◆ PAGE EXTRACT ◆

>>

Statistical analysis.
All data in this study are expressed as means ± SE. Differences in data between the groups were compared with Student’s t-test or two-way ANOVA using Prism 6 (GraphPad Software). When statistical significance was found with ANOVA, a Tukey multiple comparison test was performed. P values of <0.05 were considered statistically significant.
RESULTS
Exscien1-III ameliorates myocardial injury after acute MI/R.
Initial experiments were conducted to investigate the effects of Exscien1-III on MI/R. Exscien1-III is a fusion protein containing Endo III glycosylase/AP lyase coupled to a TAT sequence to facilitate cellular uptake, a mitochondrial targeting sequence, a HA tag for immunological localization, and a histidine tail as previously described (Fig. 1A) (21). Mice were subjected to 45 min of LCA ischemia followed by 24 h of reperfusion as shown in the protocol in Fig. 1B. Exscien1-III (4 mg/kg), Veh, or the enzymatically inactive K12Q mutant of Exscien1-III (mExscien1-III) was administered at reperfusion via intracardiac injection into the LV lumen. The extent of myocardial injury was measured after 24 h of reperfusion as shown in Fig. 1, C and D. There was no difference in the area at risk (AAR) per LV among study groups (P = not significant). Mice that received Exscien1-III displayed an infarct size per AAR of 26.4 ± 4.9% compared with Veh-treated mice (44.8 ± 5%), revealing a 41% reduction in infarct size (P < 0.01 vs. Veh). The mutant control peptide mExscien1-III had no effect on infarct size (43.8 ± 5.3% of the AAR) compared with Veh, indicating that the protective actions of Exscien1-III are attributable to its glycosylase/lyase region rather than to a nonspecific region of the protein.
Fig. 1.

<<

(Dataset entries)
>>

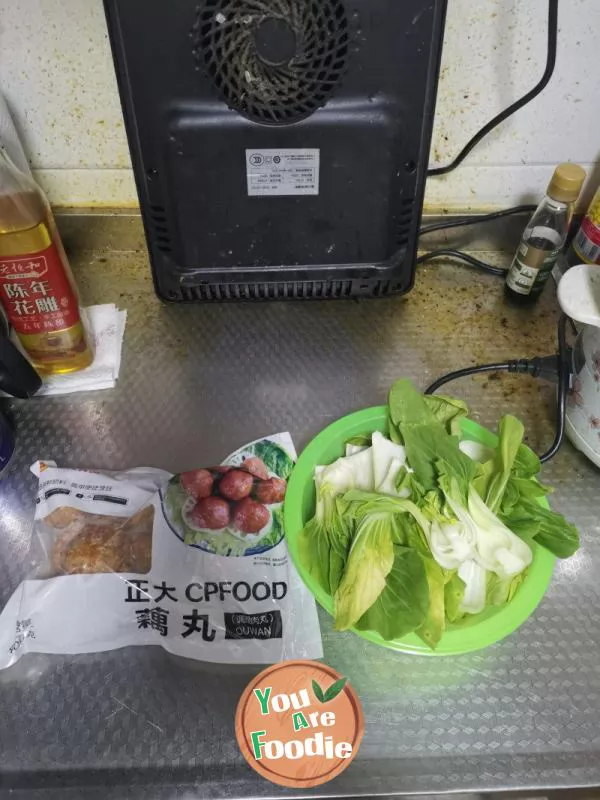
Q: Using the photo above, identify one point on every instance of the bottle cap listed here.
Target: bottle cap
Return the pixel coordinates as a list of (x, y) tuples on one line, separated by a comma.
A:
[(566, 183)]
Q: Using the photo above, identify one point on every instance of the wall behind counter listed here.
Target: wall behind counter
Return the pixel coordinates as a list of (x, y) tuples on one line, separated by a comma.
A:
[(57, 74)]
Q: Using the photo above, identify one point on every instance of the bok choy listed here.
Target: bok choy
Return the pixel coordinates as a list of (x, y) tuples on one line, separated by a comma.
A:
[(416, 530)]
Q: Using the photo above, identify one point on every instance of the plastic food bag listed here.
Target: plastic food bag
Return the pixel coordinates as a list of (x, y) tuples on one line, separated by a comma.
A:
[(196, 563)]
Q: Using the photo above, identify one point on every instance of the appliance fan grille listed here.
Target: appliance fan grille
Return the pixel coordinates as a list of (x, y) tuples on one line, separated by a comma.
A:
[(274, 61)]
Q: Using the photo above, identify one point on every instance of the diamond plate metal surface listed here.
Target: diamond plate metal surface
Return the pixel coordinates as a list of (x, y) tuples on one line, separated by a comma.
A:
[(195, 383)]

<<

◆ YOUR ASSIGNMENT ◆
From the excerpt on Exscien1-III and myocardial injury, return the passage starting at "All data in" and ending at "considered statistically significant.", copied exactly. The entries were taken from a different source than the text.

◆ RESPONSE TO THIS TASK ◆
All data in this study are expressed as means ± SE. Differences in data between the groups were compared with Student’s t-test or two-way ANOVA using Prism 6 (GraphPad Software). When statistical significance was found with ANOVA, a Tukey multiple comparison test was performed. P values of <0.05 were considered statistically significant.